To be clear, when I say I feel mean it’s not in a seeking retribution kind of way or wanting to retaliate against my child to hurt her kind of way. Instead, its feeling as if my interactions with her and my responses to the things she does are not aligned with my normal beliefs of how being a mom should be. My normal philosophy is to be open, loving but firm in responses, and to try and get on her level so that she can better relate to what I’m trying to communicate. 

But lately? 

I am quick to anger. I shout more instead of using a loving voice. I feel myself lying in bed at night while she’s awake wondering what in the world I’ve done in deciding to even have a child. My patience is non-existent and I find myself snapping and using tones of voices that aren’t nice. I’ve cried more than I ever thought possible and I’ve basically done everything, including bargaining with God, to PLEASE – just let me have one night of good rest. 

I know I’m incredibly lucky. I know there are millions of women struggling to get pregnant but with all due respect, that’s not my battle to fight and I can’t take on the world’s woes without being able to acknowledge my own. Just because another woman is struggling to have a baby, it doesn’t negate the issues and struggles I’m going through. I shouldn’t be begrudged in my feelings and I shouldn’t feel guilty for feeling this way, but I do. 

So what can I do to fix it?

I’ve always found that for me personally, feelings of resentment means it’s time for self-care and reflecting on ways to better take care of myself so that I feel like the mom I want to be. Whether that means finding a sitter to get more “me” time, going to bed earlier, eating better, exercising – whatever, I need to do it. Self-care isn’t always easy when you’re taking care of little ones but it is necessary. I’ve also found these tips helpful in letting go of anger and resentment in parenting:

1.    Put yourself in your child’s shoes and try your best to see what they see. When I’m upset, all my daughter sees is a big person who is angry. I can only imagine how that makes her feel. Putting myself in her shoes has a way of making me feel compassion instead of anger and resentment.

====

Problem to work on: Reproduce word for word the part of the passage on anger and resentment in parenting that runs from "I am quick to" up to and including "of good rest.".

====

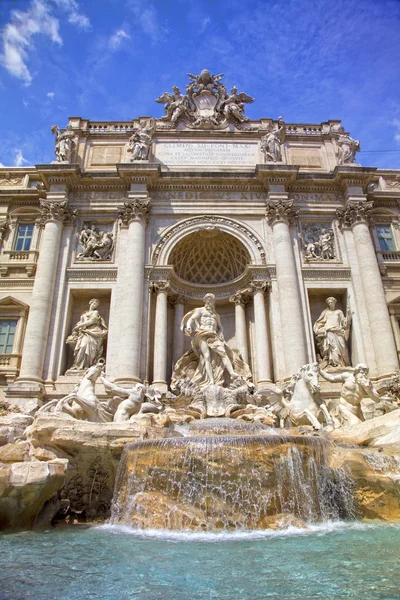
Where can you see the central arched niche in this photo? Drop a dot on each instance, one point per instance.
(209, 256)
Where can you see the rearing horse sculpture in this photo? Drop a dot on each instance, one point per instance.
(299, 403)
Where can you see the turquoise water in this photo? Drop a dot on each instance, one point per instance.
(335, 561)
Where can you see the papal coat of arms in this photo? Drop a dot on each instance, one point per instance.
(206, 104)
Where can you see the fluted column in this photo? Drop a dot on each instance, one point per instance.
(130, 289)
(263, 347)
(239, 300)
(178, 303)
(161, 335)
(54, 211)
(280, 213)
(357, 215)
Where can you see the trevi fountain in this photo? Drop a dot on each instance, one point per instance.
(199, 377)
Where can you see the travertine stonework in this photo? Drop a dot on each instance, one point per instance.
(148, 216)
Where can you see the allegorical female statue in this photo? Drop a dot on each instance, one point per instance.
(87, 337)
(331, 329)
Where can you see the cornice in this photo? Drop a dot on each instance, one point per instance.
(140, 172)
(197, 291)
(92, 274)
(63, 173)
(342, 274)
(277, 173)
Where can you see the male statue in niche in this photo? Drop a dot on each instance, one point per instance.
(215, 357)
(332, 332)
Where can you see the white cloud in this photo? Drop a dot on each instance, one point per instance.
(75, 17)
(19, 159)
(19, 32)
(146, 17)
(117, 38)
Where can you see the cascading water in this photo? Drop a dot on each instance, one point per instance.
(210, 480)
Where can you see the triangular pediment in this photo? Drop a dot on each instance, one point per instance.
(10, 302)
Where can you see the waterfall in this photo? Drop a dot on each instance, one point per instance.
(219, 481)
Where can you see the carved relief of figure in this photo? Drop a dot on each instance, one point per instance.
(356, 387)
(326, 244)
(206, 103)
(215, 357)
(271, 142)
(332, 329)
(64, 143)
(318, 242)
(140, 142)
(175, 105)
(83, 403)
(233, 105)
(95, 245)
(133, 400)
(87, 337)
(347, 149)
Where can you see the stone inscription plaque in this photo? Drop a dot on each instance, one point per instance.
(207, 153)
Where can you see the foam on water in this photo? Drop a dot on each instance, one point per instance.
(311, 529)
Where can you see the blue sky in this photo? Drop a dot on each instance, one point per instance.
(307, 60)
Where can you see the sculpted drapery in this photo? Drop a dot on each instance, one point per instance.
(87, 337)
(331, 329)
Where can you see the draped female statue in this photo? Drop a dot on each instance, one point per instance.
(332, 329)
(87, 337)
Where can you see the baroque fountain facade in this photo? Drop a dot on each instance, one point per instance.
(213, 298)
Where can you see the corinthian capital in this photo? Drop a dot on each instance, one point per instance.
(161, 286)
(280, 211)
(55, 211)
(241, 297)
(260, 285)
(3, 229)
(355, 212)
(134, 210)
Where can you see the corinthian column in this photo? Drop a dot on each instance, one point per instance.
(54, 211)
(263, 354)
(279, 211)
(128, 310)
(161, 336)
(357, 215)
(178, 302)
(240, 300)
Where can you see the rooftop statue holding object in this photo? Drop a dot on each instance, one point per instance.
(206, 104)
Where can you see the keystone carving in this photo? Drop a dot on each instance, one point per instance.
(279, 211)
(134, 210)
(161, 286)
(355, 212)
(55, 211)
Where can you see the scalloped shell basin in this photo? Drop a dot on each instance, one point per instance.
(228, 475)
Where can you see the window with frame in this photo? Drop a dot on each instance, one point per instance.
(8, 328)
(24, 237)
(385, 238)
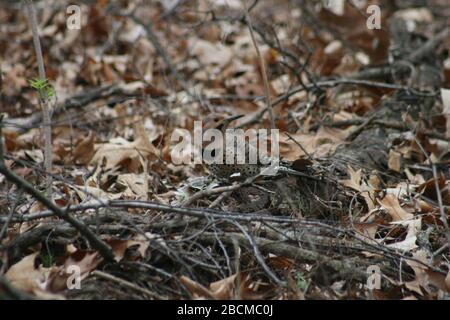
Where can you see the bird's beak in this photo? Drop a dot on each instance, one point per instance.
(227, 121)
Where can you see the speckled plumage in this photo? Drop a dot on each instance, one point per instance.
(234, 171)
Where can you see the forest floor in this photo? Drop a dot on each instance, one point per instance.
(361, 110)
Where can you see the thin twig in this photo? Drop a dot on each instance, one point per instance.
(263, 68)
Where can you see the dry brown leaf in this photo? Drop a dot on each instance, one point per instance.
(391, 204)
(84, 150)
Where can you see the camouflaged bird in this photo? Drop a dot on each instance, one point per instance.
(223, 170)
(238, 171)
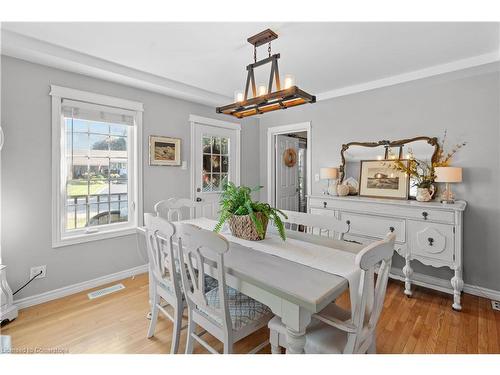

====

Result of the task:
I am quick to anger. I shout more instead of using a loving voice. I feel myself lying in bed at night while she’s awake wondering what in the world I’ve done in deciding to even have a child. My patience is non-existent and I find myself snapping and using tones of voices that aren’t nice. I’ve cried more than I ever thought possible and I’ve basically done everything, including bargaining with God, to PLEASE – just let me have one night of good rest.